Problem requirements: Show every line of the data that contains the string "vase".
========
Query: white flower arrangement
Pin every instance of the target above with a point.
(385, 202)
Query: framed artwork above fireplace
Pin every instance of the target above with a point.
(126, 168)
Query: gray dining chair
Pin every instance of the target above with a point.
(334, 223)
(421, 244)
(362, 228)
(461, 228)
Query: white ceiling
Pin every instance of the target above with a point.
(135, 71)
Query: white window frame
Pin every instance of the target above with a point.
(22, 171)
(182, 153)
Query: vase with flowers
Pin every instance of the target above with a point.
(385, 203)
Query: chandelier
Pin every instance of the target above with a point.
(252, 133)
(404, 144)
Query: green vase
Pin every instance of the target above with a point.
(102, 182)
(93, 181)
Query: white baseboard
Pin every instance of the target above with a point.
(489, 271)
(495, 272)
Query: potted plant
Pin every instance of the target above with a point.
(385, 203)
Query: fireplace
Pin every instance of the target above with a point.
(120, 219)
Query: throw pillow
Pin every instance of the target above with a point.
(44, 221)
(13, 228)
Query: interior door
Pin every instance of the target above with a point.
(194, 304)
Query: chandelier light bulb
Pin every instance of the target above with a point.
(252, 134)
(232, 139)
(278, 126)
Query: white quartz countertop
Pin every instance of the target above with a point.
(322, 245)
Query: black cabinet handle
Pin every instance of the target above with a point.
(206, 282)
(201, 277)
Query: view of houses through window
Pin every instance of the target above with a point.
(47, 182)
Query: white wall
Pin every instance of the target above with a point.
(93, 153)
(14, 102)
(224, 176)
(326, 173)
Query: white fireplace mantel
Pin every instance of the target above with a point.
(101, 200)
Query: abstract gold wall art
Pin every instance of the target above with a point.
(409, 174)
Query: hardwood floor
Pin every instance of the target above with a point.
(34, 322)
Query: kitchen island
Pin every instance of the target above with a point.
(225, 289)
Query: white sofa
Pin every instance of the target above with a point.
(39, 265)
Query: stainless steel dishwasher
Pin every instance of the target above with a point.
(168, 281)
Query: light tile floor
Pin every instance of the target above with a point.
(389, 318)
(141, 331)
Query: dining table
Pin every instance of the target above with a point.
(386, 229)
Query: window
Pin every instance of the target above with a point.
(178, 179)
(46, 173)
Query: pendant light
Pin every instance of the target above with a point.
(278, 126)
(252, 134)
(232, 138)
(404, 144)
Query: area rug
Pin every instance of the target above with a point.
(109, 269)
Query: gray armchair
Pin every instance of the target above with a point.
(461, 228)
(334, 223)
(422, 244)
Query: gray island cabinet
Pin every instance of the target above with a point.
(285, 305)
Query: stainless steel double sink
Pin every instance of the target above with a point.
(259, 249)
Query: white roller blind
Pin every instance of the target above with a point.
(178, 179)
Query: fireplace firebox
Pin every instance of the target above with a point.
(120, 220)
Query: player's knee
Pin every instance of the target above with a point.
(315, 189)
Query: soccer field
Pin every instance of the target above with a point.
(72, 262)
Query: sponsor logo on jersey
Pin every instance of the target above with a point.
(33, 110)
========
Problem solution:
Query: vase with flowers
Query: green vase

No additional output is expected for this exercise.